*Page extract*.

╭──

The escape character is ''. If an escape character precedes a special symbol or another escape character, the following character is matched literally. It is invalid to escape any other character.
like('icecream', 'ice%') -> true
locate
locate(<substring to find> : string, <string> : string, [<from index - 1-based> : integral]) => integer
Finds the position(1 based) of the substring within a string starting a certain position. If the position is omitted it is considered from the beginning of the string. 0 is returned if not found.
locate('mbo', 'dumbo') -> 3
locate('o', 'microsoft', 6) -> 7
locate('bad', 'good') -> 0
log
log(<value1> : number, [<value2> : number]) => double
Calculates log value. An optional base can be supplied else a Euler number if used.

╰──

*Rows*.
╭──

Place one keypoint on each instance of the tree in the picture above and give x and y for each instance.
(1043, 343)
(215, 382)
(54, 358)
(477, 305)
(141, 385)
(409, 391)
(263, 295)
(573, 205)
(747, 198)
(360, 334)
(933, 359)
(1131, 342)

╰──

*Work to do*.
A. According to the function reference, what value does locate return when the substring is not found?
B. Continue the function reference from its final line.

*Exercise answers*.
A. It returns 0.

B.
log(100, 10) -> 2
log10
log10(<value1> : number) => double
Calculates log value based on 10 base.
log10(100) -> 2
lower
lower(<value1> : string) => string
Lowercases a string.
lower('GunChus') -> 'gunchus'
lpad
lpad(<string to pad> : string, <final padded length> : integral, <padding> : string) => string
Left pads the string by the supplied padding until it is of a certain length. If the string is equal to or greater than the length, then it is trimmed to the length.
lpad('dumbo', 10, '-') -> '-----dumbo'
lpad('dumbo', 4, '-') -> 'dumb'
lpad('dumbo', 8, '<>') -> '<><dumbo'
ltrim
ltrim(<string to trim> : string, [<trim characters> : string]) => string
Left trims a string of leading characters. If second parameter is unspecified, it trims whitespace. Else it trims any character specified in the second parameter.
ltrim(' dumbo ') -> 'dumbo '
ltrim('!--!du!mbo!', '-!') -> 'du!mbo!'
md5
md5(<value1> : any, ...) => string
Calculates the MD5 digest of set of column of varying primitive datatypes and returns a 32 character hex string. It can be used to calculate a fingerprint for a row.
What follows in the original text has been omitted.